Exercise prompt: Retype, word for word, only the lines from the one with "Where can you spot the bare tree in" through the last line of the data below.

Stored data entries:
________________________________________
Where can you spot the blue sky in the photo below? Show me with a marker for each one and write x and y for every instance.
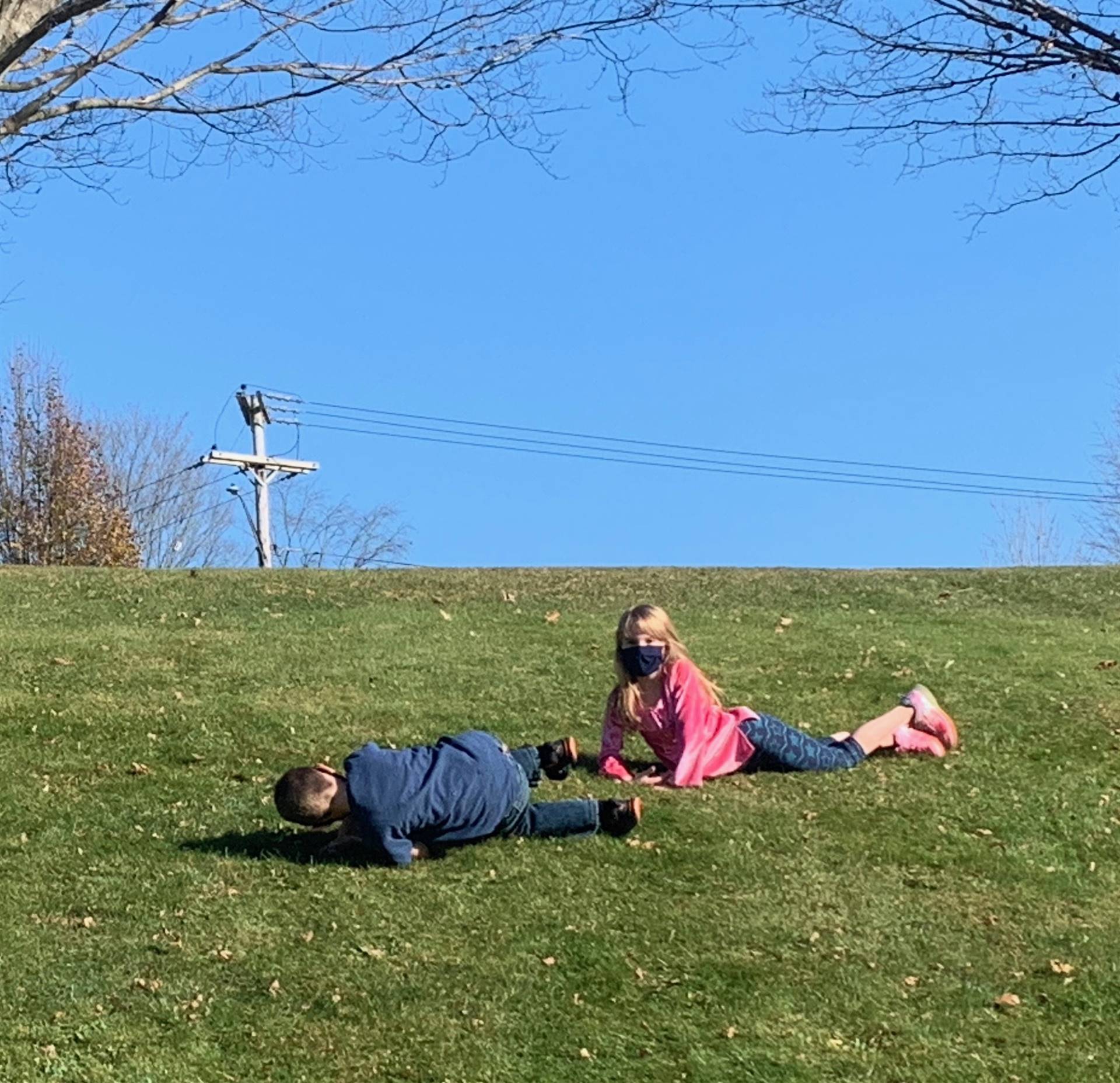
(681, 282)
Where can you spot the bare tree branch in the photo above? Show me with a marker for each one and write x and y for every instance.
(1026, 85)
(177, 514)
(315, 532)
(223, 76)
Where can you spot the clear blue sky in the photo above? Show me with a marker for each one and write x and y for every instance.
(682, 282)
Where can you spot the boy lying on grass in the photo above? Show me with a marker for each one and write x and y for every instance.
(401, 805)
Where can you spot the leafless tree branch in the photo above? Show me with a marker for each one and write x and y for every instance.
(1026, 85)
(223, 76)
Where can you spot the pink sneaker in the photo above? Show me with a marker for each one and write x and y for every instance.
(909, 739)
(930, 716)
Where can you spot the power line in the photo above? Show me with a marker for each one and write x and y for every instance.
(688, 447)
(920, 483)
(746, 471)
(182, 493)
(158, 481)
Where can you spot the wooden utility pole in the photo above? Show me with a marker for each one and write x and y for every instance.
(260, 467)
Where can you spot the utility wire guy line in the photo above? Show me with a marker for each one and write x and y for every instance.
(676, 447)
(182, 493)
(745, 471)
(773, 471)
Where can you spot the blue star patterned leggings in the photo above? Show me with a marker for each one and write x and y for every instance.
(782, 747)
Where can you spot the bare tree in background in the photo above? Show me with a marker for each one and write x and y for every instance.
(1031, 88)
(182, 519)
(313, 531)
(58, 504)
(1028, 534)
(206, 79)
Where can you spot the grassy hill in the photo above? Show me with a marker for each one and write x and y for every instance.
(160, 924)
________________________________________
Expected answer:
Where can you spot the bare tree in background in the photo above? Show me with a marker for each one and write x and y for every instance.
(1031, 88)
(182, 519)
(313, 531)
(58, 504)
(1028, 534)
(206, 79)
Where can you spot the grassy hill in the photo above? Show me with a marker for each one and write x and y for every instance.
(160, 924)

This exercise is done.